▶ _EXERCISE DESCRIPTION_:
The listing below should be printed exactly, every line of it. Skip the pictures.

▶ _INFORMATION SUPPLIED_:
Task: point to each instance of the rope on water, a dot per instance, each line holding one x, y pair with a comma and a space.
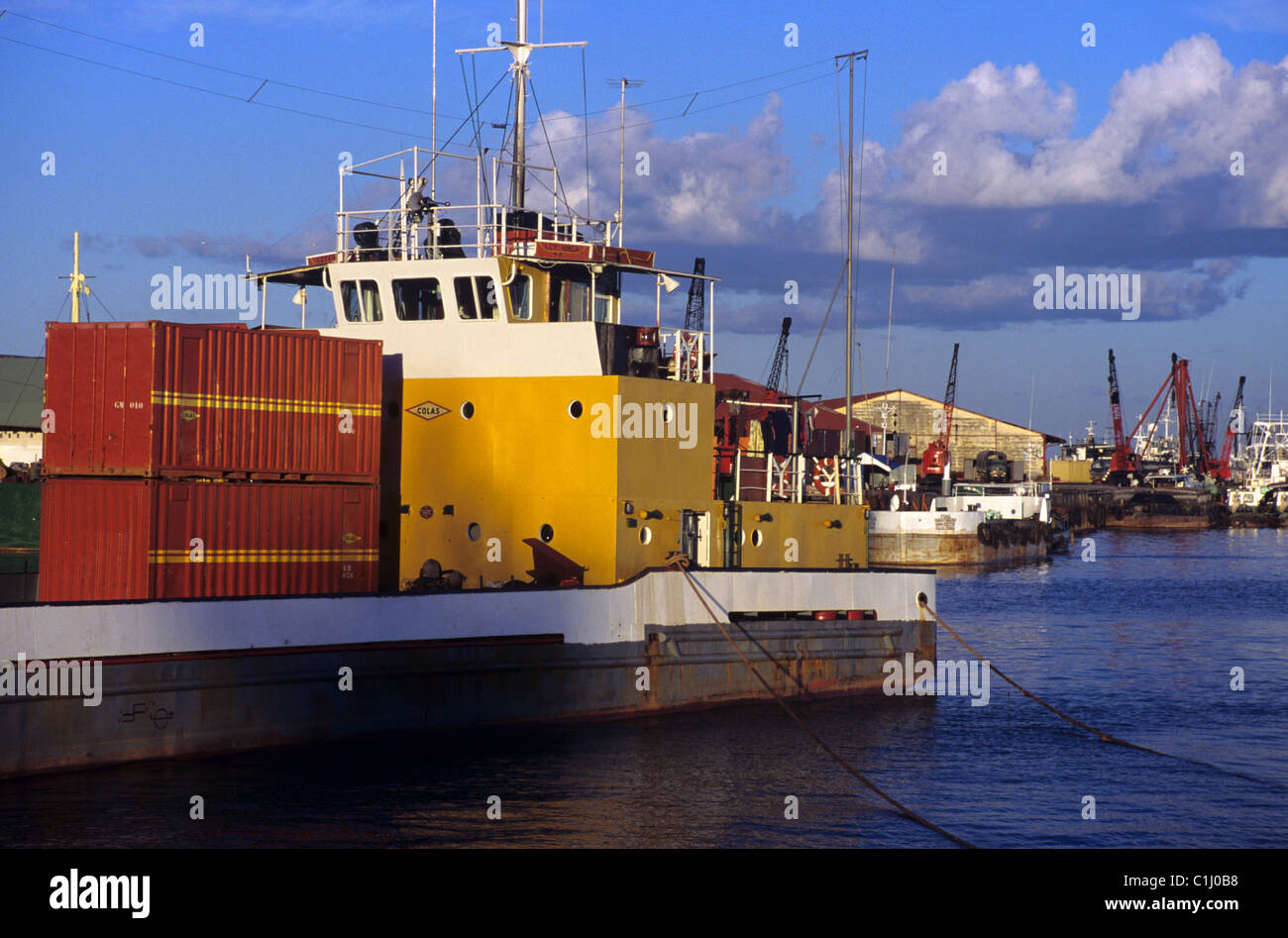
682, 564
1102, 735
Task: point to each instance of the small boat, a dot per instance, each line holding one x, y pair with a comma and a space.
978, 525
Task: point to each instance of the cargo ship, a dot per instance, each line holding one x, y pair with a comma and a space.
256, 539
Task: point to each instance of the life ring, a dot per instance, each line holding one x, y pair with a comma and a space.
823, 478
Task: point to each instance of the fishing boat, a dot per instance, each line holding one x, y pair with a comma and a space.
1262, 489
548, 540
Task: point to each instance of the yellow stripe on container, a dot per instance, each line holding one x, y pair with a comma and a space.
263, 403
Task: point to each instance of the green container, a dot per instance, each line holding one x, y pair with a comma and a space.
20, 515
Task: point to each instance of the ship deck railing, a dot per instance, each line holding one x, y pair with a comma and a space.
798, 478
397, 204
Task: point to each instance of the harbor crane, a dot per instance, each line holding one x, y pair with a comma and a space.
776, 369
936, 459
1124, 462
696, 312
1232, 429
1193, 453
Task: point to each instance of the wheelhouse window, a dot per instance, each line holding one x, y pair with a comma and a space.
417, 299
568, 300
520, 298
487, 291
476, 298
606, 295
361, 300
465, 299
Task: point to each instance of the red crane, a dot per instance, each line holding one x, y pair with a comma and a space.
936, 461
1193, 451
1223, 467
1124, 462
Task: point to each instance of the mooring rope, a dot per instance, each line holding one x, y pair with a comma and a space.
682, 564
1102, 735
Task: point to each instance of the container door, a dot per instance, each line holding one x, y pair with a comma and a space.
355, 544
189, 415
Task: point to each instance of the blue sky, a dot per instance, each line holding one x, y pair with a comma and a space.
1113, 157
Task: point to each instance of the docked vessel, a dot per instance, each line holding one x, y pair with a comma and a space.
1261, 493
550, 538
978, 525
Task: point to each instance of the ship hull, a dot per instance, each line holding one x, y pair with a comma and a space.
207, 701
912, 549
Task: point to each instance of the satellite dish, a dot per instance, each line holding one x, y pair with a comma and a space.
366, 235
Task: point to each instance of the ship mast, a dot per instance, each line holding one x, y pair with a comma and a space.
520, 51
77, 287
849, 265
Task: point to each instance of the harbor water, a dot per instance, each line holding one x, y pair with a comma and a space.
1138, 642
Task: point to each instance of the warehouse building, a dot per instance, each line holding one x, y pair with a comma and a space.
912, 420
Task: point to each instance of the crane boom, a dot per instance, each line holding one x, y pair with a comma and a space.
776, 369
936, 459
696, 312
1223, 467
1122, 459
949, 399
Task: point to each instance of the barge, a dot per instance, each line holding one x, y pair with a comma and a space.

▶ _COMPLETE OUTPUT_:
Task: point to each instance of the rope on water, a dot per instance, each line holding one x, y pair with a comma and a space.
682, 564
1102, 735
Task: point to each instance of the small boat, a dot per instance, each line holding one x, y pair with a comma and a space.
978, 525
Task: point to each instance of the cargo ship, a dot per instance, each line holding one x, y pair with a comma and a space.
256, 539
Task: point to each instance of the life ring, a dot per instance, each line holding one x, y pair with a comma and a space.
823, 478
Task: point to each instance of the fishing boat, a dot per instance, each line holding one x, y pair with a comma and a space.
1262, 489
548, 540
Task: point to each instance of the yellow stripe on container, a dot per instance, each line holding one x, y pair with a comma and a space.
263, 403
Task: point to each instance of the green container, a dot per instance, each line holding one x, y pair with a comma and a space.
20, 515
Task: point to each instance of the ship deck railing, a dot per instance, each line holding one x, y pair with a comma and a space.
798, 478
397, 204
Task: point to each instance of the harbor crane, a dot per instance, each line holding one x, y pair with a comma and a space.
776, 369
936, 459
1124, 462
696, 312
1232, 429
1193, 453
Task: point to each instance of the wheelhouse window, a dot per instance, each line holding one x, y pair with a comma and a space.
417, 299
568, 300
520, 298
487, 291
476, 298
606, 295
361, 300
465, 299
Task: point to each instance of the red crane, a dot per instance, each line holding one x, y pair with a comma and a space.
936, 461
1193, 451
1223, 467
1124, 462
Task: point to each instance of the mooring rope, a dot per instance, each line holding one x, y pair with a comma and a space.
682, 564
1102, 735
Task: point to each instance of the container door, a dot per instance, each line holding one x, y pair with a comma and a space.
355, 544
189, 415
Task: point to each instance of the blue sky, a dot per instance, each line holding one x, y pair with a comma and a space.
1113, 157
Task: point to each instance of the docked vessel, a dot per instance, each line holding one x, y pair with a comma and a space.
1261, 493
550, 538
978, 525
Task: point to each instance of the ship hull, a dot per instance, each line holding one x, y pair with a comma and a space.
207, 701
912, 549
Task: point to each instance of the satellite dish, a dot per instance, each line holding one x, y pair with a comma and a space.
366, 235
Task: point to each instance of the ship mast, a dot per instance, each line holding one x, y pair with a comma and a space.
520, 51
77, 287
849, 265
Task: point to each instance of the harbor water, a dot per instance, each line holding one x, y pair with a comma and a space.
1138, 642
Task: point to each instance of the warehouse building, a dot per instance, each line holding one x, y pair with a comma and a space.
912, 420
Task: point to each instance of the crane boom, a dot per instance, each line holding one x, y pair with a comma and a space.
776, 369
936, 459
696, 312
1223, 467
1122, 459
949, 399
Task: point to each instance of the barge, a dot per instance, each line holding one x, y pair with a comma and a space.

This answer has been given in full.